INSTRUCTION - Reproduce, character for character, everything in the listing below from the line that contains "Check that each instance of the fence" down to the last line of the listing.

AVAILABLE RECORDS -
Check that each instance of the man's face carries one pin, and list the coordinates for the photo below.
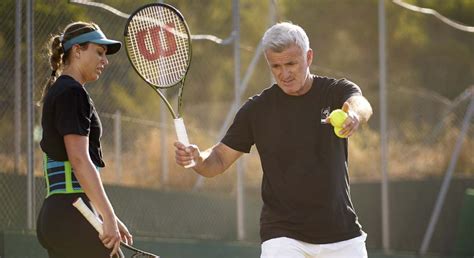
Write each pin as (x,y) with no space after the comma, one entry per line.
(290,68)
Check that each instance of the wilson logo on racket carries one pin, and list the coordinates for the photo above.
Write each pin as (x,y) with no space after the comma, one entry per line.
(157,48)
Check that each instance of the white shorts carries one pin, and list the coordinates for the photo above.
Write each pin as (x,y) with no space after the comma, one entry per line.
(284,247)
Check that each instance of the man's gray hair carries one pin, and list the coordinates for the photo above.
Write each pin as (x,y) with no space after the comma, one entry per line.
(282,35)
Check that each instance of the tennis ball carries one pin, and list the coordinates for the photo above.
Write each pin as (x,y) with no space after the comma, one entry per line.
(337,117)
(336,131)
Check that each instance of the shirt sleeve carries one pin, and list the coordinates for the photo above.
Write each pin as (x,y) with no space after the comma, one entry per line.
(239,136)
(73,112)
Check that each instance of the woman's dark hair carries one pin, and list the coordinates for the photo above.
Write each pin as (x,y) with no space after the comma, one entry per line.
(56,54)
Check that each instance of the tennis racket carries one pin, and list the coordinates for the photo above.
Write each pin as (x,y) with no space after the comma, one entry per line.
(158,45)
(97,224)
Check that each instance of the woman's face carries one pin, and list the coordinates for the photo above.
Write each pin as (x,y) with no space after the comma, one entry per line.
(92,62)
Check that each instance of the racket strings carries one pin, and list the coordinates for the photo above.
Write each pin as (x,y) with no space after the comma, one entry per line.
(159,45)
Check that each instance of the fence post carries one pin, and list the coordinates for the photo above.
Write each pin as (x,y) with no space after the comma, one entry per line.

CORRECT ANSWER -
Check that each instance of the fence post carries one pin, and list the coordinates for the photo above.
Write each pin as (x,y) with no space after the comma, one entry per line.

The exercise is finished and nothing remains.